• _Exercise directions_: In the material below, rewrite the lines between the one containing "TARGET: lemon slice" and the one containing "[(177, 216), (195, 247), (397, 212), (365, 164), (384, 188)]", inclusive, substituting "lemon wedge" for "lemon slice" and leaving everything else unchanged.

[Labeled-object pointing entries]
^^^^^^^^^^^^^^^^
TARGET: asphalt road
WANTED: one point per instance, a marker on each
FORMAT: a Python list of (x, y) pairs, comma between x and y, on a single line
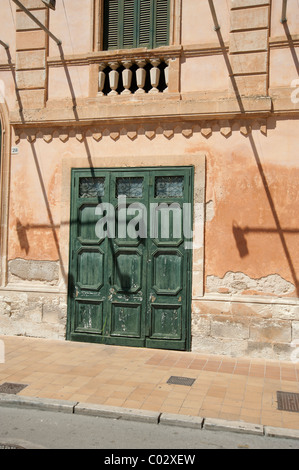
[(33, 429)]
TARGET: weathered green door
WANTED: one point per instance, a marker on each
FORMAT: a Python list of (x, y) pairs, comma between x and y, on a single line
[(130, 266)]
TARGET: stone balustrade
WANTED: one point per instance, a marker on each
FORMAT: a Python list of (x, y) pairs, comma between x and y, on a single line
[(133, 76)]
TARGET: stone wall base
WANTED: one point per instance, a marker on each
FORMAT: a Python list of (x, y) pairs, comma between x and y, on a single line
[(268, 330), (36, 314), (221, 327)]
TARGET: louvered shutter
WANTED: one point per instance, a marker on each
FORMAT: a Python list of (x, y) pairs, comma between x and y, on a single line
[(161, 26), (111, 24), (136, 23), (144, 25), (129, 24)]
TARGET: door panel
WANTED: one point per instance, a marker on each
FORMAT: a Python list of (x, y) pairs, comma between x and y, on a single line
[(129, 283)]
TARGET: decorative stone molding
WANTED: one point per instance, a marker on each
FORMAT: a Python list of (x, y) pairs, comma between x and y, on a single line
[(133, 76), (205, 128)]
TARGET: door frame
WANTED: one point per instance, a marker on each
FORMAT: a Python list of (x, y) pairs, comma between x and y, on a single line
[(189, 257)]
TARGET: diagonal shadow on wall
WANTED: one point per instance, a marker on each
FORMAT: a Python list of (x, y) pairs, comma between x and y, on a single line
[(278, 227)]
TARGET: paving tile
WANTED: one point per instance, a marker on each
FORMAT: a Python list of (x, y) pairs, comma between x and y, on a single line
[(224, 387)]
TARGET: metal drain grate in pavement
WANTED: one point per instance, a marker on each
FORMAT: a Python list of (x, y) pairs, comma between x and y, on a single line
[(180, 381), (12, 388), (287, 401)]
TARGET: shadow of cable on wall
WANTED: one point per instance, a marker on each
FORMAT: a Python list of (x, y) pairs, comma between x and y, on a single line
[(237, 231)]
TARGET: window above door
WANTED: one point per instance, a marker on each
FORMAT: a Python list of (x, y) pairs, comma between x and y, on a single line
[(131, 24), (136, 23)]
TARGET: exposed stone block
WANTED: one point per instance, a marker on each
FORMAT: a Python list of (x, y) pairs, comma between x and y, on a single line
[(29, 270), (248, 3), (33, 4), (269, 331), (226, 327), (247, 41), (26, 40), (252, 18), (27, 79), (32, 99), (249, 63), (31, 60), (24, 22)]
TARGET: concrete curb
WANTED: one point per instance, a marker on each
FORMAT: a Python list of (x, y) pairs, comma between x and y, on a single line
[(104, 411), (45, 404), (233, 426), (181, 420), (117, 412)]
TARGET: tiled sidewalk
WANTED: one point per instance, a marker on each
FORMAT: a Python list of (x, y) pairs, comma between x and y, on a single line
[(226, 388)]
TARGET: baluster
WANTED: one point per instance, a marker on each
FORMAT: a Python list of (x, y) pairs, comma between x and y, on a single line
[(140, 76), (113, 78), (102, 78), (155, 75), (127, 77)]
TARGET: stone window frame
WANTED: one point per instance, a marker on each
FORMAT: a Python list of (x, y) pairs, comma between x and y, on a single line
[(98, 23)]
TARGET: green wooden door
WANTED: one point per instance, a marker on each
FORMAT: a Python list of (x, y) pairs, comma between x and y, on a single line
[(130, 271)]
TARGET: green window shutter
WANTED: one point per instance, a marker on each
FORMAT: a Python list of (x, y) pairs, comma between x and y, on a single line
[(136, 23), (129, 24), (161, 26), (145, 21), (111, 22)]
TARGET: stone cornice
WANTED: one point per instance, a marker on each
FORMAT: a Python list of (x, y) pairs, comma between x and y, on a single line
[(149, 108), (133, 131)]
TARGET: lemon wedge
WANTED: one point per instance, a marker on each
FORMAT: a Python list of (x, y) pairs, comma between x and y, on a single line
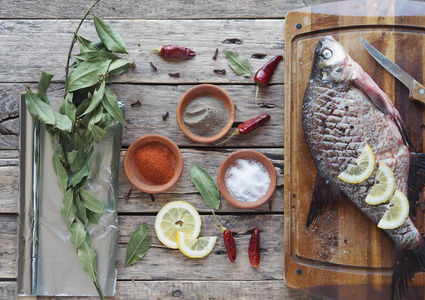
[(384, 186), (397, 212), (365, 165), (177, 216), (195, 247)]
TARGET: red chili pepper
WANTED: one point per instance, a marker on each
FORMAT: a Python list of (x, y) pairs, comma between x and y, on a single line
[(228, 239), (254, 248), (248, 126), (172, 51), (265, 73)]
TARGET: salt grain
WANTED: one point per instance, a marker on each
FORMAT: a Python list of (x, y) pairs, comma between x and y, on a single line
[(247, 180)]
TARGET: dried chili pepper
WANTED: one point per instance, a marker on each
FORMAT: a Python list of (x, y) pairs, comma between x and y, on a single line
[(228, 239), (265, 73), (254, 248), (248, 126)]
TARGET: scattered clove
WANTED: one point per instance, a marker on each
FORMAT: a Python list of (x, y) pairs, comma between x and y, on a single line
[(138, 102), (128, 194), (153, 66), (223, 71), (215, 54)]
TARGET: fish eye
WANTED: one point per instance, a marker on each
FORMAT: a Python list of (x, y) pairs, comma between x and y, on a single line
[(327, 53)]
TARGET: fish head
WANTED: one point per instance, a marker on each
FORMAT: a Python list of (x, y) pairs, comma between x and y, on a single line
[(331, 63)]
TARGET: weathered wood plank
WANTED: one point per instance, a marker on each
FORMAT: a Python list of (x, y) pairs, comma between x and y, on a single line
[(37, 45), (140, 202), (9, 183), (159, 99), (151, 9), (8, 248)]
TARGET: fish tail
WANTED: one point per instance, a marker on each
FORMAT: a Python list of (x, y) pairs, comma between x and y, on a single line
[(408, 262), (416, 180)]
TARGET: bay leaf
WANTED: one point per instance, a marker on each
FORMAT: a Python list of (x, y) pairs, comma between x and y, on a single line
[(119, 66), (63, 122), (110, 102), (86, 45), (97, 97), (91, 202), (206, 186), (239, 64), (86, 74), (138, 245), (43, 85), (78, 234), (68, 209), (60, 172), (97, 132), (112, 40), (39, 109), (81, 210), (88, 260)]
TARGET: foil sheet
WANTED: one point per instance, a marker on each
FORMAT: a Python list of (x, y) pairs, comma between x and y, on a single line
[(48, 263)]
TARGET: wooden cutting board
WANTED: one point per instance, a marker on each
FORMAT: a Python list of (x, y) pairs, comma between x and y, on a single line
[(343, 255)]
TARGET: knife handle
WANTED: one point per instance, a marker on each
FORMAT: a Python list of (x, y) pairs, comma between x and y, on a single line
[(417, 92)]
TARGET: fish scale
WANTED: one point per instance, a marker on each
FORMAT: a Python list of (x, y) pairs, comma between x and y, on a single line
[(343, 111)]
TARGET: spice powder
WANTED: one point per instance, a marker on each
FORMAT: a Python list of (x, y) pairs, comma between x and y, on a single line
[(155, 162)]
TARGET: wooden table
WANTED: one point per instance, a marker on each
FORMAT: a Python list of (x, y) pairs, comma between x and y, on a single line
[(35, 36)]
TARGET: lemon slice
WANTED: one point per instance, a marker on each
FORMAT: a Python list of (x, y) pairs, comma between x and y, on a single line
[(177, 216), (195, 247), (397, 212), (365, 164), (384, 188)]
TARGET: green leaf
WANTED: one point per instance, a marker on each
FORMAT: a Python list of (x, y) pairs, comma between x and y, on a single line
[(63, 122), (81, 210), (97, 132), (239, 64), (91, 202), (60, 172), (78, 234), (68, 108), (119, 66), (206, 186), (97, 97), (86, 45), (112, 40), (88, 260), (68, 208), (84, 170), (138, 245), (93, 217), (86, 74), (43, 85), (38, 109), (110, 102)]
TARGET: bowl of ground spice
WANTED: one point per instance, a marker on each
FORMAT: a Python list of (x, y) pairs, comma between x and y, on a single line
[(247, 179), (153, 163), (205, 113)]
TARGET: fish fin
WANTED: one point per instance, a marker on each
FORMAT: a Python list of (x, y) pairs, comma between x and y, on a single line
[(416, 180), (324, 192), (408, 262), (381, 101)]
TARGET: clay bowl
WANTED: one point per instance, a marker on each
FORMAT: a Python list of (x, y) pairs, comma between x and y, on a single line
[(203, 90), (133, 174), (246, 154)]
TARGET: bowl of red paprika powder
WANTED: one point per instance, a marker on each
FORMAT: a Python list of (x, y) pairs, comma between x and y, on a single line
[(153, 163)]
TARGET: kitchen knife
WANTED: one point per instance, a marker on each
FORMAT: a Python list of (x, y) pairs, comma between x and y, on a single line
[(416, 90)]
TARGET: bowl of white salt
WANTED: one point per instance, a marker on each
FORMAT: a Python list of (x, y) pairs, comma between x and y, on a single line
[(247, 179), (205, 113)]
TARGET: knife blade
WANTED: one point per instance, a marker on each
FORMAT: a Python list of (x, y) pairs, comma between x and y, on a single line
[(416, 90)]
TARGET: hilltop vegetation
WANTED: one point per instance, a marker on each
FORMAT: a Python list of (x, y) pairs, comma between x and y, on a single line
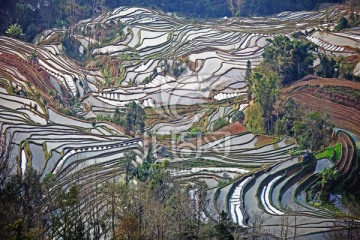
[(36, 15), (130, 125)]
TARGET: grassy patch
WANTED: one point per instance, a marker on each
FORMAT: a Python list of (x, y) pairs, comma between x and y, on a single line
[(337, 151), (200, 163), (262, 140), (333, 152)]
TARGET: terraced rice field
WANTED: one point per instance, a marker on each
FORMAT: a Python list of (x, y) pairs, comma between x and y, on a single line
[(244, 173)]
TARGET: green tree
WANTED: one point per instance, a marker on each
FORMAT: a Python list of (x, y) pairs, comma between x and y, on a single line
[(15, 31), (310, 131), (239, 116), (266, 90), (22, 207), (135, 117), (291, 60), (129, 167), (328, 67), (254, 119), (327, 177), (342, 24)]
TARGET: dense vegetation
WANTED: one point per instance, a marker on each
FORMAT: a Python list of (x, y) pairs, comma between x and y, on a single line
[(279, 68), (154, 208), (34, 15)]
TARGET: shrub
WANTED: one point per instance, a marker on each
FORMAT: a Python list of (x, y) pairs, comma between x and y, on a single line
[(220, 123)]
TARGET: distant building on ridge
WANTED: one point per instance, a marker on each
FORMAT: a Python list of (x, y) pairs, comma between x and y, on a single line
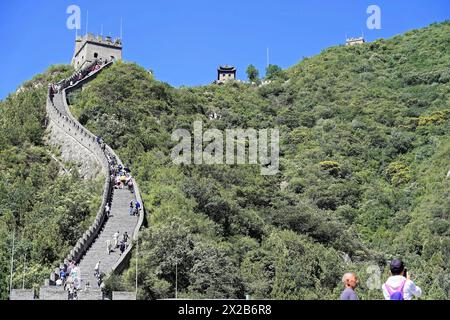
[(355, 41), (225, 73), (90, 47)]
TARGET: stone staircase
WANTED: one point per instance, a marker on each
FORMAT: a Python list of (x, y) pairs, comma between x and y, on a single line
^^^^^^^^^^^^^^^^
• _Output below_:
TARGET: lemon wedge
WANTED: one point per instance, a marker on each
FORMAT: a Python list of (x, y) pairs, comma between x and y, on a single line
[(177, 216), (195, 247), (397, 212), (365, 164), (384, 188)]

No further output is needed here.